** START EXTRACTED MATERIAL **

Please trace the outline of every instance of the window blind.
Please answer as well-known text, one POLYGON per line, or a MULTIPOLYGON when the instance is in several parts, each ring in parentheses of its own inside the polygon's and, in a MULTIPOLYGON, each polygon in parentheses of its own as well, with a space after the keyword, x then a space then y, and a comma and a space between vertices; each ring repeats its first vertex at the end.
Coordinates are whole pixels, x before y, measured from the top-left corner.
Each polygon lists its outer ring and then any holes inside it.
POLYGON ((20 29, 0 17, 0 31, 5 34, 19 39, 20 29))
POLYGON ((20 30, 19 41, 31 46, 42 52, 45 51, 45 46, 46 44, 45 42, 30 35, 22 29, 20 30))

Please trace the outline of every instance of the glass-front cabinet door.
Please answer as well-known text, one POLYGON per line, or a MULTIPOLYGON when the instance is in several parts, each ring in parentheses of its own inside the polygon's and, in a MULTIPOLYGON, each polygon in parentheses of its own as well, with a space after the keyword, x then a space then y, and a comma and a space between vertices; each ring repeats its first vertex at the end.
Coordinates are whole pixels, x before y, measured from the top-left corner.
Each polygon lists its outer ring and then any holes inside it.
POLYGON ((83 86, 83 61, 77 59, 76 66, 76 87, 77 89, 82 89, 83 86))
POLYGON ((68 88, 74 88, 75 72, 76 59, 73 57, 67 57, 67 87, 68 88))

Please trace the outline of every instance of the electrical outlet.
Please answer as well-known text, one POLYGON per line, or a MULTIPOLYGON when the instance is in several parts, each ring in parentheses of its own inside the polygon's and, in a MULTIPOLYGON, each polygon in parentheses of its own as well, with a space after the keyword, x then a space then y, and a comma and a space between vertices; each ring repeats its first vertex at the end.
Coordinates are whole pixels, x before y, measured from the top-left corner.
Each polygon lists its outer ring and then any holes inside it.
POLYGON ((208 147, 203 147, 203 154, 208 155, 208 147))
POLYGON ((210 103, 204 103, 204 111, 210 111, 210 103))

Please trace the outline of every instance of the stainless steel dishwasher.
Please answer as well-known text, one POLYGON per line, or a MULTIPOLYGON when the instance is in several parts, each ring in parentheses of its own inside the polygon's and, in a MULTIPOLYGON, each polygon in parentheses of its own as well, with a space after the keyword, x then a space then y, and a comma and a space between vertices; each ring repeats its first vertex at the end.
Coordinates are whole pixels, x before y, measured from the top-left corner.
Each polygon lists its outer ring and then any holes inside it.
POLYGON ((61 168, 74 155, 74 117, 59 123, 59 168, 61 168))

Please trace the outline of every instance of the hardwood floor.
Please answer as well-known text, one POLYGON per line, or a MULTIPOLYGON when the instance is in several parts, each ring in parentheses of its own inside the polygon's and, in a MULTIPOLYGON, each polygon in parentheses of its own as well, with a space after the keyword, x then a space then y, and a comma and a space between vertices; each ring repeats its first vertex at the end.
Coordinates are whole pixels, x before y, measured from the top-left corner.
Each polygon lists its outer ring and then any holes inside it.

** END EXTRACTED MATERIAL **

**WHAT YOU SHOULD DO:** Copy the entire listing above line for line, changing nothing.

**FULL RESPONSE:**
Please trace the outline of every instance of the window blind.
Please answer as well-known text, one POLYGON per line, or a MULTIPOLYGON when the instance is in several parts, each ring in parentheses of its own inside the polygon's and, in a MULTIPOLYGON, each polygon in parentheses of its own as well, with a space after the keyword, x then a space then y, and a comma and a space between vertices; each ring repeats its first vertex at the end.
Coordinates are whole pixels, x before y, measured from the top-left corner.
Each polygon lists its outer ring and then any holes inside it.
POLYGON ((20 29, 0 17, 0 31, 5 34, 19 39, 20 29))
POLYGON ((20 30, 19 41, 31 46, 42 52, 45 51, 45 46, 46 44, 45 42, 30 35, 22 29, 20 30))

Please trace the outline of every instance of the glass-front cabinet door.
Please answer as well-known text, one POLYGON per line, or a MULTIPOLYGON when the instance is in several parts, each ring in parentheses of its own inside the polygon's and, in a MULTIPOLYGON, each polygon in parentheses of its own as well, with a space after the keyword, x then a space then y, and a comma and a space between vertices; each ring repeats its first vertex at the end.
Coordinates are whole pixels, x before y, measured from the top-left corner.
Each polygon lists its outer ring and then any holes inside it.
POLYGON ((83 86, 83 61, 77 59, 76 66, 76 87, 77 89, 82 89, 83 86))
POLYGON ((68 88, 74 88, 75 72, 76 59, 73 57, 67 57, 67 87, 68 88))

Please trace the outline of every instance of the electrical outlet.
Please answer as well-known text, one POLYGON per line, or a MULTIPOLYGON when the instance is in several parts, each ring in parentheses of its own inside the polygon's and, in a MULTIPOLYGON, each polygon in parentheses of its own as well, with a space after the keyword, x then a space then y, and a comma and a space between vertices; each ring repeats its first vertex at the end.
Coordinates are whole pixels, x before y, measured from the top-left corner.
Each polygon lists its outer ring and then any holes inside it.
POLYGON ((208 147, 203 147, 203 154, 208 155, 208 147))
POLYGON ((210 103, 204 103, 204 111, 210 111, 210 103))

Please trace the outline of every instance of the stainless steel dishwasher.
Please answer as well-known text, one POLYGON per line, or a MULTIPOLYGON when the instance is in several parts, each ring in parentheses of its own inside the polygon's and, in a MULTIPOLYGON, each polygon in parentheses of its own as well, with a space after the keyword, x then a space then y, and a comma and a space between vertices; each ring repeats its first vertex at the end.
Coordinates are whole pixels, x before y, measured from the top-left corner.
Each polygon lists its outer ring and then any holes inside it.
POLYGON ((61 168, 74 155, 74 117, 59 123, 59 168, 61 168))

Please trace the outline of every instance of the hardwood floor.
Please answer as well-known text, one POLYGON per line, or a MULTIPOLYGON when the instance is in several parts, each ring in parentheses of its own inside the polygon's and, in a MULTIPOLYGON, each polygon in parentheses of its own as well, with a space after the keyword, x then a space then y, and a comma and a space between vertices; each ring repeats its first vertex at the end.
Coordinates are whole pixels, x before y, measured from the top-left corner.
Each polygon lists its outer ring and then any holes inside it.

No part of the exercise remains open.